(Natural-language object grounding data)
§

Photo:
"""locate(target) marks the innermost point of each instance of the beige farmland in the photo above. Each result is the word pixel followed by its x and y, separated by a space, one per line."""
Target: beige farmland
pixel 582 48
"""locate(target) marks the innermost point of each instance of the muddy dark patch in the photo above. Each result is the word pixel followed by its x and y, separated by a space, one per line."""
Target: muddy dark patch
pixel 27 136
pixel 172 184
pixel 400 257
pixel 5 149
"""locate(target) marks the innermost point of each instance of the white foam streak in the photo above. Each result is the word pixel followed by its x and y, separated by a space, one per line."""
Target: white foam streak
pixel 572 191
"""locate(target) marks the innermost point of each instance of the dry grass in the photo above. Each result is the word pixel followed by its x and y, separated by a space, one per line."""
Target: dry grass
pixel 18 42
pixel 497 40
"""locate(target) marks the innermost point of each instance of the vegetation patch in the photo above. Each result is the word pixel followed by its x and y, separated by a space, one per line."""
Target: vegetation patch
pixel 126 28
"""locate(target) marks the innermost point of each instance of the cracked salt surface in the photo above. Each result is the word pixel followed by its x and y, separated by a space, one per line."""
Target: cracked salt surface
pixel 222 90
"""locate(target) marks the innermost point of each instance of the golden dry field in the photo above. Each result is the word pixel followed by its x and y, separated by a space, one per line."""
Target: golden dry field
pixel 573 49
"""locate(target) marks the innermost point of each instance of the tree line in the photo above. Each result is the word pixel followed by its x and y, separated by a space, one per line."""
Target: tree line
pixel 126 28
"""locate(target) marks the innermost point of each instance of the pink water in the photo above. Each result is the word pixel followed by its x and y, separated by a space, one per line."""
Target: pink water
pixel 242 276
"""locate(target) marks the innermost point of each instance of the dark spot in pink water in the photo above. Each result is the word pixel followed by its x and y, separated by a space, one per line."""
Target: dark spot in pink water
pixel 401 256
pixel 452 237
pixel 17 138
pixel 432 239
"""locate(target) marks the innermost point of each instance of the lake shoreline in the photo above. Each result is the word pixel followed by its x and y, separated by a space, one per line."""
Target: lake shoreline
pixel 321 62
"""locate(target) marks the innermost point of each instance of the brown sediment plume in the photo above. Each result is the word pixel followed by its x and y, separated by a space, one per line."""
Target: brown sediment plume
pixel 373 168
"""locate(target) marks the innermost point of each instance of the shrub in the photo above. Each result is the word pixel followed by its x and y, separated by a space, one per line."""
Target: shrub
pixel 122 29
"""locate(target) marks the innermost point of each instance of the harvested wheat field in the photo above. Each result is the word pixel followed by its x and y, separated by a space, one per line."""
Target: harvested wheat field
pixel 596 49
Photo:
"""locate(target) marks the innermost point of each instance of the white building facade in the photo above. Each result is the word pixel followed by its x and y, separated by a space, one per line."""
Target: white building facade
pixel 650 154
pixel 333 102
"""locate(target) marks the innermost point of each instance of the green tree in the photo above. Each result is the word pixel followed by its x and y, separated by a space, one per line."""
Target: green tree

§

Your objective: Among the lines above, which hold the word "green"? Report each one.

Solution to this exercise:
"""locate(target) marks the innermost point of each instance of the green tree in the photo above. Each result is the word pixel followed by its x and y, separated by a space, one per line."""
Target: green tree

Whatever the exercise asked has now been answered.